**Exercise instructions**
Among the entries that follow, find every line with the word "below" and copy it.

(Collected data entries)
****************

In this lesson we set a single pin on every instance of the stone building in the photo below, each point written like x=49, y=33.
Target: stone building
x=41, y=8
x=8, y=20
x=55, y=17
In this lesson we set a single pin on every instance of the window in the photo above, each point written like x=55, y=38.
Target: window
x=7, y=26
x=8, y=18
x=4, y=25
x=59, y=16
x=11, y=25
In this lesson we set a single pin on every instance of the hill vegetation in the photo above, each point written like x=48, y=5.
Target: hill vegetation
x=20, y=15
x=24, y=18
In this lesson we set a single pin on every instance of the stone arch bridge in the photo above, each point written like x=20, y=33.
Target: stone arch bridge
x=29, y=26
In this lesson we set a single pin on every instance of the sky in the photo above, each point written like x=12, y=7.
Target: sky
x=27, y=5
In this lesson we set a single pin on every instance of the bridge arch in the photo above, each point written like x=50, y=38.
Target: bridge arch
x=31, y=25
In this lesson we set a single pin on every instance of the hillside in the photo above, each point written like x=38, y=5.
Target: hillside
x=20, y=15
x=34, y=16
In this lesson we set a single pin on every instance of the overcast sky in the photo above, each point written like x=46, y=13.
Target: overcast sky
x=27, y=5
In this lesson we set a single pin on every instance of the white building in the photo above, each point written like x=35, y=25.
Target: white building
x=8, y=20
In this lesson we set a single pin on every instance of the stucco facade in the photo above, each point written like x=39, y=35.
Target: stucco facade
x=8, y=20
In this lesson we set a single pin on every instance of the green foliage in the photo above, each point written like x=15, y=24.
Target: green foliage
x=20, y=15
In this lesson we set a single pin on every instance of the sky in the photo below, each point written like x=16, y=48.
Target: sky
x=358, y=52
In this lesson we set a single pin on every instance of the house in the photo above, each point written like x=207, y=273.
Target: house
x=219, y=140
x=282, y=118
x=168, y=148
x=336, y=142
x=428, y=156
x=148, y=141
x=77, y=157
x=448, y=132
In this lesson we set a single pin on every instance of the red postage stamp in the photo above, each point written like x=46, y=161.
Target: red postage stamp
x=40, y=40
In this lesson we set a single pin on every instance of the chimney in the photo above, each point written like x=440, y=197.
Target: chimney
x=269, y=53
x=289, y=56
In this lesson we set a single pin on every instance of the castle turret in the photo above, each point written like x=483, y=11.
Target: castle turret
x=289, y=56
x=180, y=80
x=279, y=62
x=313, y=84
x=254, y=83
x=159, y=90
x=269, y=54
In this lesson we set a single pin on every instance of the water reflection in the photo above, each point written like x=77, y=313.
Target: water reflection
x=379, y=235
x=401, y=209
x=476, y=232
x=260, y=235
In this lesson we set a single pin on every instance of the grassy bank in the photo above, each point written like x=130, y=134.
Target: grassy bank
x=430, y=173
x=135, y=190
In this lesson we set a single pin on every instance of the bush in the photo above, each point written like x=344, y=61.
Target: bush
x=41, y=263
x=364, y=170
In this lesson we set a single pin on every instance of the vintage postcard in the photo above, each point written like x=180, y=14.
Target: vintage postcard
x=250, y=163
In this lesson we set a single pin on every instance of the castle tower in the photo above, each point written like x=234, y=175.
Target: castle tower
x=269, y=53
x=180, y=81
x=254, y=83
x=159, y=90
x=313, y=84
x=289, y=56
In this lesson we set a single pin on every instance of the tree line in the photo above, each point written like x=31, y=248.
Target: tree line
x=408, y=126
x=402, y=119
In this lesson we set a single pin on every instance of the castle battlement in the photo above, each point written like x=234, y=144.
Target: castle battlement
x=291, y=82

****************

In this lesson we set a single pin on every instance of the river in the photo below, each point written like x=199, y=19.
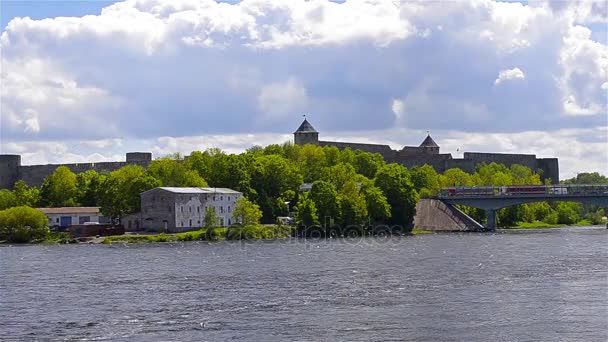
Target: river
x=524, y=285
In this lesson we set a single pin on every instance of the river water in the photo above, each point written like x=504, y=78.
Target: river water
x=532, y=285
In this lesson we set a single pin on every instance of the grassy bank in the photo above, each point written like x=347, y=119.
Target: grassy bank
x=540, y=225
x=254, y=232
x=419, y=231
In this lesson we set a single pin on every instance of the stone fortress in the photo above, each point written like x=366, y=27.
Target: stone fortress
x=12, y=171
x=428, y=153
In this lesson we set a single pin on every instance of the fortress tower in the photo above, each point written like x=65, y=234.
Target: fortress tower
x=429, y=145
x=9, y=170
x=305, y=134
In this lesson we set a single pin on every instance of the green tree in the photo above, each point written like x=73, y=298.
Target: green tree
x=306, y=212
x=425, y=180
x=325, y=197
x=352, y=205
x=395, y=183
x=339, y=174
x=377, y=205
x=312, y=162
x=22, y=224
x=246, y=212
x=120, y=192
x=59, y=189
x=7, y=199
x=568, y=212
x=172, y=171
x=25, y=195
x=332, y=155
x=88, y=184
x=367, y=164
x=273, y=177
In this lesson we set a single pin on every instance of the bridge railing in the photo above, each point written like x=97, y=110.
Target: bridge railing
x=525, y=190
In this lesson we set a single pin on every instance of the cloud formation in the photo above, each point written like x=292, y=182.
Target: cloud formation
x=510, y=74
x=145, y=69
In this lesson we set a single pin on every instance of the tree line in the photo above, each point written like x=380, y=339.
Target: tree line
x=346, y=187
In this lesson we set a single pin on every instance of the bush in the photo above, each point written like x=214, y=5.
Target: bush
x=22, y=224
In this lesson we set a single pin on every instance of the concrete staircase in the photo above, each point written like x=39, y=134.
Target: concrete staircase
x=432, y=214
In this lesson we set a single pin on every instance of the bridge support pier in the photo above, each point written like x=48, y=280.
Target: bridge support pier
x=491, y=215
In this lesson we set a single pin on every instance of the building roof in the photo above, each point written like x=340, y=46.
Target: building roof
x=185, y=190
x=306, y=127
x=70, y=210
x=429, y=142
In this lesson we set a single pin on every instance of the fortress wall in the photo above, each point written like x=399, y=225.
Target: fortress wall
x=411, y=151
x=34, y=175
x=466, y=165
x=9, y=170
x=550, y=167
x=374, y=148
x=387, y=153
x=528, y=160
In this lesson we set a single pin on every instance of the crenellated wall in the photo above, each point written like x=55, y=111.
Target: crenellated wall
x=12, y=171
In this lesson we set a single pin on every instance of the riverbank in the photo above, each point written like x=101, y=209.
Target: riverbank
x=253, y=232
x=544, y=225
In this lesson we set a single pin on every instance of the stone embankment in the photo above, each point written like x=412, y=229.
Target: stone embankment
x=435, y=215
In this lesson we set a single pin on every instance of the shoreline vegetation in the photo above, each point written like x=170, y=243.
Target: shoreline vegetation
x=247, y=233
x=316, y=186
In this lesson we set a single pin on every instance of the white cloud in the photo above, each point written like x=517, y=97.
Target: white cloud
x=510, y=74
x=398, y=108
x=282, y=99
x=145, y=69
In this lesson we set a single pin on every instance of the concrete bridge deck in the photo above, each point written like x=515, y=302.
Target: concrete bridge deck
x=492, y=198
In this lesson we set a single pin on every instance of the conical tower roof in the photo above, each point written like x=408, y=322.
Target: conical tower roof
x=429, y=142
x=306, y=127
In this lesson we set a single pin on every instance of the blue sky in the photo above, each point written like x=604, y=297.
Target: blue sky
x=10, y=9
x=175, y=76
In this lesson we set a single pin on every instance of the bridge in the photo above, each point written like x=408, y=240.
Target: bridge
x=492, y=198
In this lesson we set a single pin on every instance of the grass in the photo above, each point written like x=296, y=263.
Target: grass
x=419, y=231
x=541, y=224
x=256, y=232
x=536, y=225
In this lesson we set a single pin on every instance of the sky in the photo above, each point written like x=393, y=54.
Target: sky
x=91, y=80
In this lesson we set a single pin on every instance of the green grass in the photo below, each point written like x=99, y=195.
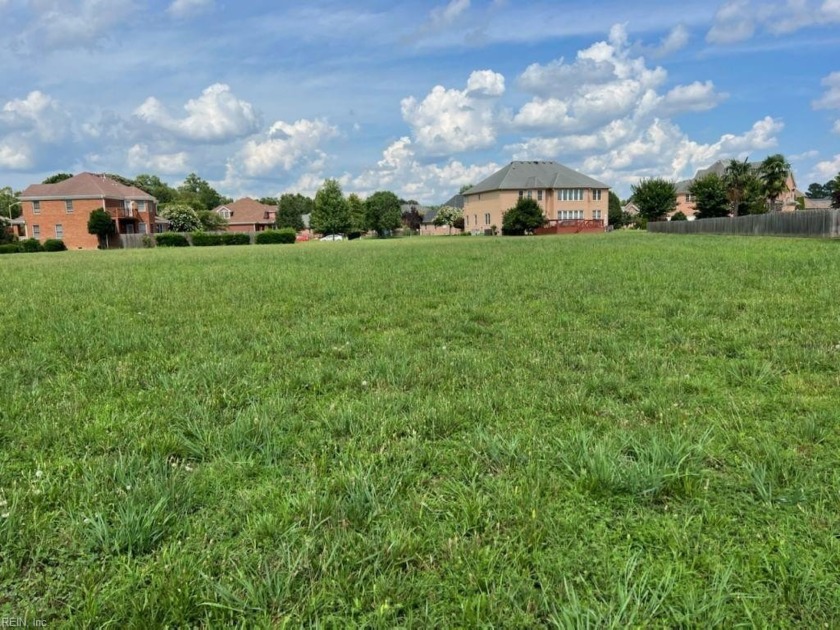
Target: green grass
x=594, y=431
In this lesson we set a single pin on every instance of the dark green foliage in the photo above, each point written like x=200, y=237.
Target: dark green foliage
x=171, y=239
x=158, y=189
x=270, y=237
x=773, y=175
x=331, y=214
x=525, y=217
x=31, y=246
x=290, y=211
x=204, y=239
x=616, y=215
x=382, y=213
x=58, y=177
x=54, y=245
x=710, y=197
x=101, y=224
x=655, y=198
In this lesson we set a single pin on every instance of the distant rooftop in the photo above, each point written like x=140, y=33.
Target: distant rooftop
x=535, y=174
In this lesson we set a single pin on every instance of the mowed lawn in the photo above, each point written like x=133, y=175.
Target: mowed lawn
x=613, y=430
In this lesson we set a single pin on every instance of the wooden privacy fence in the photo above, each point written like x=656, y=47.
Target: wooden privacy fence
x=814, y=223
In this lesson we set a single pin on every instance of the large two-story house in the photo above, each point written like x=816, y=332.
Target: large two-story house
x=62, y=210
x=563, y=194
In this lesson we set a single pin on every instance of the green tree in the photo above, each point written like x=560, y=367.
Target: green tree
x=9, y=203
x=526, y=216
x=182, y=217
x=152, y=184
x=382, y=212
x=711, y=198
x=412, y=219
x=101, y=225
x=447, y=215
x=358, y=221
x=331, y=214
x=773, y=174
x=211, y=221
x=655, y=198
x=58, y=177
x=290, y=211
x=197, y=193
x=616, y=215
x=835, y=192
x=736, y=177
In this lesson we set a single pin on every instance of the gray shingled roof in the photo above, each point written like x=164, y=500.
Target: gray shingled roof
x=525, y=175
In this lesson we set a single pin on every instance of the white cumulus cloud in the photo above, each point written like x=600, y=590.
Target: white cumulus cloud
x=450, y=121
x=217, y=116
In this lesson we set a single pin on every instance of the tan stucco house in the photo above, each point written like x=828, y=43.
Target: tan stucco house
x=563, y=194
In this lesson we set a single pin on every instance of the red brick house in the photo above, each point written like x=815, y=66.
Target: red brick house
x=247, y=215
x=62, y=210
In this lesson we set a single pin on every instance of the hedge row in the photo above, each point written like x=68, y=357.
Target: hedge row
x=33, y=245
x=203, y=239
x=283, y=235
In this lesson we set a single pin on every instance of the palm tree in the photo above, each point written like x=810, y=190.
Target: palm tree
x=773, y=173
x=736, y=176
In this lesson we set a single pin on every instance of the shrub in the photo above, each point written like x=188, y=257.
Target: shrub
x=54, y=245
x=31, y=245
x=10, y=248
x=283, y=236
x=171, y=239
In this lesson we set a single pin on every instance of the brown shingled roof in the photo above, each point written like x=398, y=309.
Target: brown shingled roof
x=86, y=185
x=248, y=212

****************

**Result of this task**
In this lesson we set a single pin on every instance of the stone building in the photo below, each point written like x=49, y=33.
In this lesson we set a single pin on every instance of the sky in the photo below, each point written like x=16, y=48.
In this lesson we set a single pin on every instance of the river in the photo below, each point written like x=199, y=19.
In this lesson we set a single pin on every instance of the green grass in the photo below, each point written like x=99, y=195.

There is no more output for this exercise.